[Material for the task]
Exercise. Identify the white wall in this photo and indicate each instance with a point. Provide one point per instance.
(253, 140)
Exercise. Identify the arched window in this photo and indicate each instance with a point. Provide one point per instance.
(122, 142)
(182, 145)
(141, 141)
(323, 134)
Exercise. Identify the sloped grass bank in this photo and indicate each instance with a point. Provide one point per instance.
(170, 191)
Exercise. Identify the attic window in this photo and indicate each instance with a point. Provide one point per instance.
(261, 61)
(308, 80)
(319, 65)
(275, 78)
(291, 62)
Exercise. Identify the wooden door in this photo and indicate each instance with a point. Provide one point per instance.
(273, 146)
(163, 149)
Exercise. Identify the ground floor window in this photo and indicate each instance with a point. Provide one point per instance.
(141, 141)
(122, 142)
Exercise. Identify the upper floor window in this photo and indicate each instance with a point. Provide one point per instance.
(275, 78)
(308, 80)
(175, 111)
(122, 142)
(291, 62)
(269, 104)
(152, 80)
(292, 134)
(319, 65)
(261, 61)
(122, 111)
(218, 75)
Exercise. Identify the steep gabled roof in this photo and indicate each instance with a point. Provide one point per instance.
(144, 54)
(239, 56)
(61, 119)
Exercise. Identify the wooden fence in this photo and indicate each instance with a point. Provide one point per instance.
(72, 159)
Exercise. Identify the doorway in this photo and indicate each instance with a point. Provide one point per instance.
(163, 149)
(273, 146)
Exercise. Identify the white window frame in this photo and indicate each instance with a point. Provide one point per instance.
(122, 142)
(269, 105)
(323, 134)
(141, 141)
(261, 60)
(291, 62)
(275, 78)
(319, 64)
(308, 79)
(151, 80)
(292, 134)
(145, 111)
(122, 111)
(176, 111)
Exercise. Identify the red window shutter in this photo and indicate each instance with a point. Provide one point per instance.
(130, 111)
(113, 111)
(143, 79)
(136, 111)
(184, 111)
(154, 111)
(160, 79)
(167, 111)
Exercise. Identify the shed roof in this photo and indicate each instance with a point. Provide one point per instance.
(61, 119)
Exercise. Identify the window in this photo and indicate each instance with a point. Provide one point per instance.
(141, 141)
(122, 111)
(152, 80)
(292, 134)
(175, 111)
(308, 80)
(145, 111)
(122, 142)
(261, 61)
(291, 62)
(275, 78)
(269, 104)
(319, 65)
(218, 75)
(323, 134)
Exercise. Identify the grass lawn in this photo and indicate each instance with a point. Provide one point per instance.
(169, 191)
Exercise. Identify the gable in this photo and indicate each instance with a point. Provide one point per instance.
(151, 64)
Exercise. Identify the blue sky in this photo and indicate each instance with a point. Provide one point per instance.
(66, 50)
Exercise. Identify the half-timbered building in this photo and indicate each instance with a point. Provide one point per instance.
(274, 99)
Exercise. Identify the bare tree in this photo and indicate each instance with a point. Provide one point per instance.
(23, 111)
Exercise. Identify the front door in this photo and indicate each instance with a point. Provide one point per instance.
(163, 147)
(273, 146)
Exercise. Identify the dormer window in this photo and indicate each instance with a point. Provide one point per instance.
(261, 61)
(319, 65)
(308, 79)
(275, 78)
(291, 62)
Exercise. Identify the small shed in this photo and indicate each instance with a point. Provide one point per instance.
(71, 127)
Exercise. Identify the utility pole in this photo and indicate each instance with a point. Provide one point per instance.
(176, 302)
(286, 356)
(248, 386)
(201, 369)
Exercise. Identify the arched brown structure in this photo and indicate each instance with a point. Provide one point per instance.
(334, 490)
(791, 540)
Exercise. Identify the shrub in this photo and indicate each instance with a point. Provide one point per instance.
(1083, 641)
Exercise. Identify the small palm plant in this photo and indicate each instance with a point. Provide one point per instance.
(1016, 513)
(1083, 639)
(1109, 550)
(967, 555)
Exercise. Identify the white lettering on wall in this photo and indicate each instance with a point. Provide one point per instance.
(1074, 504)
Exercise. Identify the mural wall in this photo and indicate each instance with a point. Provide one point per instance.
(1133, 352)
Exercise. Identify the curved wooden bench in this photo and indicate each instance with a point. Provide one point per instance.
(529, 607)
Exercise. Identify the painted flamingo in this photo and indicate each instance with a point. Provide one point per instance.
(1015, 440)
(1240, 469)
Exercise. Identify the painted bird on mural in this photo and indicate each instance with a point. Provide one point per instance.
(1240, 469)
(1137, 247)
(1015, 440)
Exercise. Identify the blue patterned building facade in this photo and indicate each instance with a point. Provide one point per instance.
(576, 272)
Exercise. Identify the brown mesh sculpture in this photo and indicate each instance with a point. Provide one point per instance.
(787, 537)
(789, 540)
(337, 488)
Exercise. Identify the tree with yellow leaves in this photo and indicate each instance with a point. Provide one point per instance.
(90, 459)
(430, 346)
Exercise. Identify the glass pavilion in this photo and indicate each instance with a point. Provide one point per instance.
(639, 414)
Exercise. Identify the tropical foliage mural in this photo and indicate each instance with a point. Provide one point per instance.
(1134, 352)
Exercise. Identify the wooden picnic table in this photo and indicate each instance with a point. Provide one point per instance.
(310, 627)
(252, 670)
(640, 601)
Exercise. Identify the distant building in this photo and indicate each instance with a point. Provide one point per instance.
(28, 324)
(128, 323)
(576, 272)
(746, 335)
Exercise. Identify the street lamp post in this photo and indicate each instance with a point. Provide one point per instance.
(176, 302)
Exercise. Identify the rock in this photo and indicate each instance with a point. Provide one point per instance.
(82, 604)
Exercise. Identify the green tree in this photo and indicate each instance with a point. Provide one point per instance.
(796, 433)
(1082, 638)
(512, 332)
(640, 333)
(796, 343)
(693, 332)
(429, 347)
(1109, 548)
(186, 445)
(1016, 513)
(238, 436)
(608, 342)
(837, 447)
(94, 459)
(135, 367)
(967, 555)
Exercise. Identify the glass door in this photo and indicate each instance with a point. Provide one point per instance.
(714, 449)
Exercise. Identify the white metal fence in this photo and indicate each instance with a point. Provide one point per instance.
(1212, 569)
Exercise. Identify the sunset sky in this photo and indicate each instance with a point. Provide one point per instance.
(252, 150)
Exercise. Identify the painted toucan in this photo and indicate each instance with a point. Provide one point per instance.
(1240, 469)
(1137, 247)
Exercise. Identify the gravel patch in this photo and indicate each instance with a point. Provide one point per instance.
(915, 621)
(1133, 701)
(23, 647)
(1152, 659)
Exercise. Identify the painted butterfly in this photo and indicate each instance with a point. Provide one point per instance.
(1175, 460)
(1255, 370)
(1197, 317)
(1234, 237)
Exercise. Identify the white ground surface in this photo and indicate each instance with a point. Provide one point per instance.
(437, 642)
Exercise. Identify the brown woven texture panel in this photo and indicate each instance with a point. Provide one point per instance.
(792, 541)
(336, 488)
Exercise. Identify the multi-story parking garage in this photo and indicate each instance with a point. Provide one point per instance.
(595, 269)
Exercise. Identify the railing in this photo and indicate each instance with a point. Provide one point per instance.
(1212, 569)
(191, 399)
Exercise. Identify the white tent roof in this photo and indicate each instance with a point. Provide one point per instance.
[/Material for the task]
## Requirement
In full and without changes, give the data above once more.

## Result of this exercise
Exercise. Identify the white wall in this photo and indicate each instance with a point. Provide one point per instance.
(253, 140)
Exercise. Identify the arched window in this photo and indicate each instance with a point. Provide one point per instance.
(122, 142)
(182, 145)
(141, 141)
(323, 134)
Exercise. Identify the sloped grass bank in this photo and indicate each instance with a point. Provide one point per instance.
(170, 191)
Exercise. Identify the attic window in this photo and indicate each instance with a point. Provide one point per instance.
(261, 61)
(308, 80)
(319, 65)
(275, 78)
(291, 62)
Exercise. Identify the wooden door in this photo and indicate each instance with a point. Provide one point per instance.
(273, 146)
(163, 149)
Exercise. Identify the ground floor window in this photo and indicate each instance with a point. Provide one point per instance.
(141, 141)
(122, 142)
Exercise. Identify the upper floor window in this photo and indicate each instance with a point. Provide one point per instance.
(275, 78)
(308, 80)
(175, 111)
(122, 142)
(291, 62)
(269, 104)
(152, 80)
(292, 134)
(319, 65)
(261, 61)
(122, 111)
(218, 75)
Exercise. Identify the steep gabled roof in this photo and indicate each instance with a point. Provide one point per instance.
(144, 54)
(239, 56)
(61, 119)
Exercise. Identify the wooden fence in this photo and indicate each instance with a point. Provide one point per instance.
(72, 159)
Exercise. Identify the doorway in this photo and indicate each instance with a point. Provide one point per instance.
(163, 149)
(273, 146)
Exercise. Identify the white window frame in this photo and indicate each instance with a point. Provide one point per instance.
(122, 142)
(269, 105)
(323, 134)
(141, 141)
(261, 60)
(291, 62)
(275, 78)
(319, 64)
(308, 79)
(151, 80)
(292, 134)
(145, 111)
(122, 111)
(176, 111)
Exercise. Identify the red window shutter in this photo and indicate each instance with a point. Provide one point per instance.
(130, 111)
(113, 111)
(143, 79)
(136, 111)
(184, 111)
(154, 111)
(160, 79)
(167, 111)
Exercise. Identify the shed roof in this photo and indicate each instance with a point. Provide one point per instance.
(61, 119)
Exercise. Identify the window in this photo and indicate each instance with a point. Provide one point per instance.
(141, 141)
(122, 111)
(152, 80)
(292, 134)
(175, 111)
(308, 80)
(145, 111)
(122, 142)
(261, 61)
(291, 62)
(275, 78)
(269, 104)
(319, 65)
(218, 75)
(323, 134)
Exercise. Identify the grass lawn in this photo and indicate each instance with a point. Provide one point per instance.
(169, 191)
Exercise. Identify the gable in this photo and indicate each instance with a point. Provide one point per instance.
(151, 64)
Exercise. Identify the blue sky in this photo and indicate each instance with a point. Provide one point per instance.
(66, 50)
Exercise. Identify the half-timbered building in this photo and indicate each instance with a point. Provide one point per instance.
(274, 99)
Exercise. Identify the bare tree in this photo and indicate each instance with a point. Provide one point per instance.
(23, 111)
Exercise. Identify the front door in this photo and indicate each instance with a point. Provide one point per instance.
(163, 147)
(273, 146)
Exercise. Identify the dormer window in this photo and indicate each instance with a point. Provide one point per instance.
(261, 61)
(319, 65)
(308, 79)
(275, 78)
(291, 62)
Exercise. Identify the small shed in this photo and indicate each instance with a point. Provide one point per instance.
(71, 127)
Exercise. Identify the utility pole in this photo and indicate each instance with a point. Provide one point per instance.
(176, 302)
(286, 356)
(248, 386)
(201, 369)
Exercise. Identify the arched brown structure in this photo and indicate each instance with a point. Provide one point per instance.
(334, 490)
(791, 540)
Exercise. Identify the shrub in this photo and indicate each instance with a point. Provide one point per instance.
(1083, 641)
Exercise. Identify the small palm plant in this photo and indicate each instance with a point. Provide one point per instance.
(1016, 513)
(1083, 639)
(1109, 550)
(967, 555)
Exercise. Identify the white lettering on wall in this photo and indicate each instance with a point. Provide one point per instance.
(1074, 504)
Exercise. Identify the mural wall in this photo and indicate each instance with a point. Provide one point per instance.
(1133, 352)
Exercise. Identify the curved wooden bench in this photo and indicate each instance with a point. Provide one point per instance.
(529, 607)
Exercise. Identify the painted flamingo in this photo and indicate each instance with a point. Provide one point per instance.
(1015, 440)
(1240, 469)
Exercise. Identify the painted bird on mural in this photo and indicate each instance with a point. Provide one point per instance.
(1240, 469)
(1137, 247)
(1015, 440)
Exercise. Identify the blue patterned building facade in this photo and indicate each instance with a point. Provide one point per instance.
(576, 272)
Exercise. Identify the brown mesh sculpture in this photo and indicate each instance with a point. Provide one point per instance.
(787, 537)
(789, 540)
(337, 488)
Exercise. Identify the tree with yellow leaves in this photo and indicate each instance with a point. Provide one point per instance.
(90, 459)
(430, 346)
Exercise. Identify the glass pavilion in this photo and indicate each instance with a point. Provide one point per instance.
(639, 414)
Exercise. Identify the tropical foliage mural in this photo and indicate each instance with a point. Provide one point per instance.
(1134, 352)
Exercise. Identify the wooden picnic table in this photo and indicate each instance with a point. Provide one point per instance.
(310, 627)
(252, 670)
(640, 601)
Exercise. Identify the distant building in this photo and indicate each instance with a point. Provide one point per instance.
(28, 324)
(128, 323)
(576, 272)
(746, 335)
Exercise. Identify the street lamp post in this photo and indicate each instance with a point. Provide one point per instance.
(176, 302)
Exercise. Identify the rock in this photo and indicate each instance with a point. Provide one point per instance.
(82, 604)
Exercise. Identify the green tree in this photo and indicate each instance with a point. Provide one point per instance.
(796, 433)
(1082, 638)
(512, 332)
(640, 333)
(796, 343)
(693, 332)
(429, 347)
(1109, 548)
(186, 445)
(1016, 513)
(238, 436)
(608, 342)
(837, 447)
(94, 459)
(135, 367)
(967, 555)
Exercise. Identify the glass door in this photo and indicate each instance with a point. Provide one point per instance.
(714, 449)
Exercise. Identify the white metal fence in this photo and indicate each instance with a point. Provide one point per instance.
(1212, 569)
Exercise. Identify the sunset sky in this photo and indicate each instance with a point. Provide one point per instance.
(252, 150)
Exercise. Identify the painted toucan in this photo and indicate each instance with a point. Provide one point per instance.
(1240, 469)
(1137, 247)
Exercise. Identify the gravel patch in this photo and indicate each instance with a point. Provide one point per instance.
(915, 621)
(1133, 701)
(23, 647)
(1152, 659)
Exercise. Identify the painted butterfly in this photo and indicate each instance with a point. Provide one point per instance.
(1175, 460)
(1255, 370)
(1197, 317)
(1234, 237)
Exercise. Identify the white ground surface in this photo and indicate each instance with a point. Provide one point per instance.
(437, 642)
Exercise. Identify the brown woven texture panel in this photo and indicate each instance with a point. Provide one point per instance.
(792, 541)
(336, 488)
Exercise. Identify the multi-story parking garage in this photo and indicate each instance with a point. Provide one point per instance.
(595, 269)
Exercise. Identify the railing in this photo and indicate each instance with a point. Provide one point per instance.
(1212, 569)
(191, 399)
Exercise. Identify the white tent roof in this photo and indicate each instance with a point. Provide one point per instance.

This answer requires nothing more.